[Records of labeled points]
>> START

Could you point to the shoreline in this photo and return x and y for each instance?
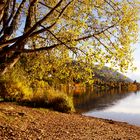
(20, 122)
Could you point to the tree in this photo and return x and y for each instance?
(99, 31)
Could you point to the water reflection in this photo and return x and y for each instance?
(117, 105)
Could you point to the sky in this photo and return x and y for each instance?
(136, 74)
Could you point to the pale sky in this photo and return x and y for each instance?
(136, 75)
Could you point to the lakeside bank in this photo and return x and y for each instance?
(24, 123)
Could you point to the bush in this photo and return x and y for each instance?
(38, 97)
(60, 101)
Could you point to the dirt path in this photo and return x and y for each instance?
(23, 123)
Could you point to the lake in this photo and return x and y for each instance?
(115, 105)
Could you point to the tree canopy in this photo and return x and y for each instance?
(90, 31)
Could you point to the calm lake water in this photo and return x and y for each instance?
(115, 105)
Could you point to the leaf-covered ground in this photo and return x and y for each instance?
(24, 123)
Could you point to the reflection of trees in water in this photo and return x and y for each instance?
(98, 100)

>> END

Could you turn the items from the line holding "Could you point to the reflection" through the end of the items, inclusive, into a two-column CSV with the columns text and answer? Use one row per item, put each value in a single quoted field, and replace any line breaks with spaces.

text,answer
"Could you point to the reflection of trees in water in this photo and return x and y for each instance?","(98, 100)"